## Records excerpted from a collection
--- START ---

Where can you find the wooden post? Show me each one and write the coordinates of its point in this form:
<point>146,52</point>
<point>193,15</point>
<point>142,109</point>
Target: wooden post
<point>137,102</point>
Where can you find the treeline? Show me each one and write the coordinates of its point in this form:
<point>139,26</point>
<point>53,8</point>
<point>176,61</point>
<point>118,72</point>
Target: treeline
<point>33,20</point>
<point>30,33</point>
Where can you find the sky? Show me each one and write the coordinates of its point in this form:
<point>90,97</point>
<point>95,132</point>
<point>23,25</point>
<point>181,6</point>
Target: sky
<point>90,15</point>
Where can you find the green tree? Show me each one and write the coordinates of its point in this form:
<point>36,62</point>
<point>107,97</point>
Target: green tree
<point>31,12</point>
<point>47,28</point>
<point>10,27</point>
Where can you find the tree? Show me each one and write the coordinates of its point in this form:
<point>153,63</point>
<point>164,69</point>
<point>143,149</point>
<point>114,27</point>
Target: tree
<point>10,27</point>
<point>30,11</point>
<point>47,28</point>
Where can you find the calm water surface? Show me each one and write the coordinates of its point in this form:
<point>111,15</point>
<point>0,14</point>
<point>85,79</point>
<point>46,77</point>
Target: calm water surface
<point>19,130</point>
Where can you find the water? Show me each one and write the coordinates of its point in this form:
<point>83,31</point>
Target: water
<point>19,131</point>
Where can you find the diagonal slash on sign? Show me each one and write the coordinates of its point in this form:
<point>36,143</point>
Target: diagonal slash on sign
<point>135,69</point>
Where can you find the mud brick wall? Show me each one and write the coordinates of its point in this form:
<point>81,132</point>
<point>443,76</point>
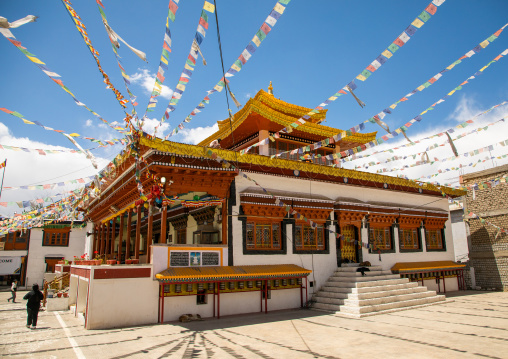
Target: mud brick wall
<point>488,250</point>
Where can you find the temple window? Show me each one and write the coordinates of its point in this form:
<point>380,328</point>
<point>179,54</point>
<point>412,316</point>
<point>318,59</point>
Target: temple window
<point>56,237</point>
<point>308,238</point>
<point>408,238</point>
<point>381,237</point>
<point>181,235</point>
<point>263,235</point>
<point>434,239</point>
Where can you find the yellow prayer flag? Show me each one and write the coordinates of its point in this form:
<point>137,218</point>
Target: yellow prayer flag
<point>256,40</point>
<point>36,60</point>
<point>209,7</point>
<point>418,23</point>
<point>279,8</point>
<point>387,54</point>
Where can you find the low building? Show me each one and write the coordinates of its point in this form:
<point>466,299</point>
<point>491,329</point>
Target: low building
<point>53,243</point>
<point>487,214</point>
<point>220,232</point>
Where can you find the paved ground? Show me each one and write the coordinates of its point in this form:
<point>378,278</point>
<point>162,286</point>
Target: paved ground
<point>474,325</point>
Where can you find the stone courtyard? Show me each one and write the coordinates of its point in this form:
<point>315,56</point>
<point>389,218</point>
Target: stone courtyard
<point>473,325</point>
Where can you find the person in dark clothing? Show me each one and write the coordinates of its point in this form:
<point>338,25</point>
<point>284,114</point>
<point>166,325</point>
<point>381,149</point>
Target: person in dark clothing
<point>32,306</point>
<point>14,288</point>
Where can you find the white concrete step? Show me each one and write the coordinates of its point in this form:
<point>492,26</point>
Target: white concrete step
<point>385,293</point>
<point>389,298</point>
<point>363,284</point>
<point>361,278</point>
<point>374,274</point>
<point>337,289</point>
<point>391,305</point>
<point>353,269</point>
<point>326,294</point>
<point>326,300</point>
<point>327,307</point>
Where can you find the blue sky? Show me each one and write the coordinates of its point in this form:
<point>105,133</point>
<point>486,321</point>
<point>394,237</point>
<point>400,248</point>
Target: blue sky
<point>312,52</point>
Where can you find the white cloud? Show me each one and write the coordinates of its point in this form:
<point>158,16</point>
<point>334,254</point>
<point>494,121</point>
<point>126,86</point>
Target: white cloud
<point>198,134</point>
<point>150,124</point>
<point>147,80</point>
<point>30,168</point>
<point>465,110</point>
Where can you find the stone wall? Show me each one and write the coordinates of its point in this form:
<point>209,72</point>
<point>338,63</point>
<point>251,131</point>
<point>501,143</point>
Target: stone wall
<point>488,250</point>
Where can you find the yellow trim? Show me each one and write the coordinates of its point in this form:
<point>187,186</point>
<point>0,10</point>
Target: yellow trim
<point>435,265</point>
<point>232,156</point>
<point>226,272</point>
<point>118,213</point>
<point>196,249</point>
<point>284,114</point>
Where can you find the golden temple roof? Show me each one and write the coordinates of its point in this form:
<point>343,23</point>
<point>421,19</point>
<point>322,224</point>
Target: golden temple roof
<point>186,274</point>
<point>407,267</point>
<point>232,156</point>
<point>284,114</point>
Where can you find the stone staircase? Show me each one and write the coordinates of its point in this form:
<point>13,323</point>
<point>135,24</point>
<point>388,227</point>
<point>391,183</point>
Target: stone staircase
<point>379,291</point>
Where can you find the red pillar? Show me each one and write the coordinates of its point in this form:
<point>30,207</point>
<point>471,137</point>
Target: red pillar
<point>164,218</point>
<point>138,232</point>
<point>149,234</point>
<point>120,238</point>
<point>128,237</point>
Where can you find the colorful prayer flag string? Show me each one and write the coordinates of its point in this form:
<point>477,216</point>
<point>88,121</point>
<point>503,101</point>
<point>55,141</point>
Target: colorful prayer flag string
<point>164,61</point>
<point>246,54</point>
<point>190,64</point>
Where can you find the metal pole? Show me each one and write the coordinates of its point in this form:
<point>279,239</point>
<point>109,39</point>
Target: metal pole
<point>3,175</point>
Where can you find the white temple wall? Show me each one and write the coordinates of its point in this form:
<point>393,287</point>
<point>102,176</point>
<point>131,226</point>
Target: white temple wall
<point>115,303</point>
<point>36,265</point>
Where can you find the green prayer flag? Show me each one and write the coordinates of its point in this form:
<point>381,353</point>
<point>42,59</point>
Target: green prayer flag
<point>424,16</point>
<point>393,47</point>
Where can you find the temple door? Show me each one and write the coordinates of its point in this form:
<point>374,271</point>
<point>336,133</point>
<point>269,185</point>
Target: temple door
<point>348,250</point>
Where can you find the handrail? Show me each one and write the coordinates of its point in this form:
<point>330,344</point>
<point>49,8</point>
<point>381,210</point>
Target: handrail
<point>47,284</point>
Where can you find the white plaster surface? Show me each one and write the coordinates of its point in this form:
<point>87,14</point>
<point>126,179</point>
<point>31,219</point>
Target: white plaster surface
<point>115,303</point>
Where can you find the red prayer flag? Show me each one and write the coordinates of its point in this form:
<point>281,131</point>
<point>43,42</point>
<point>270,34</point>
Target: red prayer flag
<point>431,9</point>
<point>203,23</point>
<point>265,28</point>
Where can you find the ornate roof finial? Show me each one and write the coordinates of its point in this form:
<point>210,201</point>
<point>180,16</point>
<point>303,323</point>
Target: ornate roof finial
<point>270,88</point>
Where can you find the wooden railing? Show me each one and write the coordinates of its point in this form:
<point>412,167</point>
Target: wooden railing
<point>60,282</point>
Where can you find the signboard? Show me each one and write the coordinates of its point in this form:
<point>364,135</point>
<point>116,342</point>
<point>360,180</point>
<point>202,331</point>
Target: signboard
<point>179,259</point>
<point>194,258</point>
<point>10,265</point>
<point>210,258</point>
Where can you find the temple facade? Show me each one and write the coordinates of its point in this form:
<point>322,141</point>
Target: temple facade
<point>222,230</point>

--- END ---
--- START ---

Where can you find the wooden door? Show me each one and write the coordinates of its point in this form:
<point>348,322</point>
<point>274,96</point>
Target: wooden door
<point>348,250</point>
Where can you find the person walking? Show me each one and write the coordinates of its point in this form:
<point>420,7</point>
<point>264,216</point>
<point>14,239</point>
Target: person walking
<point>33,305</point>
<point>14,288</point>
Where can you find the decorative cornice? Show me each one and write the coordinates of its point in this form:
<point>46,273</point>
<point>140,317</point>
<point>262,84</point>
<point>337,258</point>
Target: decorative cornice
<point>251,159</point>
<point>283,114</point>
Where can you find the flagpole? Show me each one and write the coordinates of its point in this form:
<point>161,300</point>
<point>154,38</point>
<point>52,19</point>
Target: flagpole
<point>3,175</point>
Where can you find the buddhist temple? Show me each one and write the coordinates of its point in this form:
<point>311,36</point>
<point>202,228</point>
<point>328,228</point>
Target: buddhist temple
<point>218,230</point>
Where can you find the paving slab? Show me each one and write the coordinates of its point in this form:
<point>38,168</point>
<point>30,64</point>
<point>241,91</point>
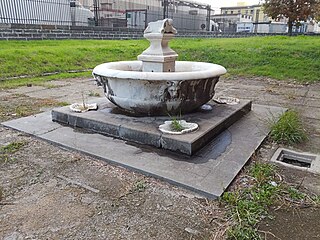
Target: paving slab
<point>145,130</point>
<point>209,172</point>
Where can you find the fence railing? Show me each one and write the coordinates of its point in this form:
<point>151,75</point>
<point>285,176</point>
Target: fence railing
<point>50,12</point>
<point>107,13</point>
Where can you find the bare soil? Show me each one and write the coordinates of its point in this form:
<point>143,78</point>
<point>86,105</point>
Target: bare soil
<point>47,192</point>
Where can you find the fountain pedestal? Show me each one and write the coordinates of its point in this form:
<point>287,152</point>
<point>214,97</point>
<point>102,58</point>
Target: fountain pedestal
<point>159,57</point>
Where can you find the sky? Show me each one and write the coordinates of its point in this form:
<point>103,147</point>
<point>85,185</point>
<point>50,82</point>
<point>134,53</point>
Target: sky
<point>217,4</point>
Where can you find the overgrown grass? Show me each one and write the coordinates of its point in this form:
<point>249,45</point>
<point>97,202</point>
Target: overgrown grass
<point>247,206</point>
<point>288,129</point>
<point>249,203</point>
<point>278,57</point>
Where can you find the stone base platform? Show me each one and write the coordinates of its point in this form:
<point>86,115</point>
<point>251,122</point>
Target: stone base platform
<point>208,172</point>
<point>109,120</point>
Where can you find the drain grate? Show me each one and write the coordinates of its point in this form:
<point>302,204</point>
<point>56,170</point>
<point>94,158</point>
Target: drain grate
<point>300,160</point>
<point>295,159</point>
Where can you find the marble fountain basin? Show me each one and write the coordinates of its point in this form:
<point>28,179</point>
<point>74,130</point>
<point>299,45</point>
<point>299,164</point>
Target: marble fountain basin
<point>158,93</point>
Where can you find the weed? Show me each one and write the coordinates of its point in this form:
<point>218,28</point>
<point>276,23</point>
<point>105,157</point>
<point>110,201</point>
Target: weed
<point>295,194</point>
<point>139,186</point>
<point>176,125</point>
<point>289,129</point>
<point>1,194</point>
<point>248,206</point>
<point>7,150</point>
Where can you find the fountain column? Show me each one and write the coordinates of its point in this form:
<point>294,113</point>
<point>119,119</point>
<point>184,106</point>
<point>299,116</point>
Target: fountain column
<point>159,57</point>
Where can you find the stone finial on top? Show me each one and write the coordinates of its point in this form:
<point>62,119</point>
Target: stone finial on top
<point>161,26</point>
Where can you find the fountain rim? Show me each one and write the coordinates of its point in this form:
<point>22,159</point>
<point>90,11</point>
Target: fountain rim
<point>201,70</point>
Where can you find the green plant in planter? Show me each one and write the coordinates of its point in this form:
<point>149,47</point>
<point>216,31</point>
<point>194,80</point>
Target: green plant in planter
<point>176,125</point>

--- END ---

## Problem to work on
Looking at the data above, return every line from the one with "<point>23,25</point>" down to the one with "<point>107,97</point>", exactly and inclusively.

## Answer to the problem
<point>23,25</point>
<point>181,6</point>
Target: sky
<point>90,15</point>
Where can you find the green tree? Show me each one and write the coordinates of its point in this form:
<point>36,62</point>
<point>107,97</point>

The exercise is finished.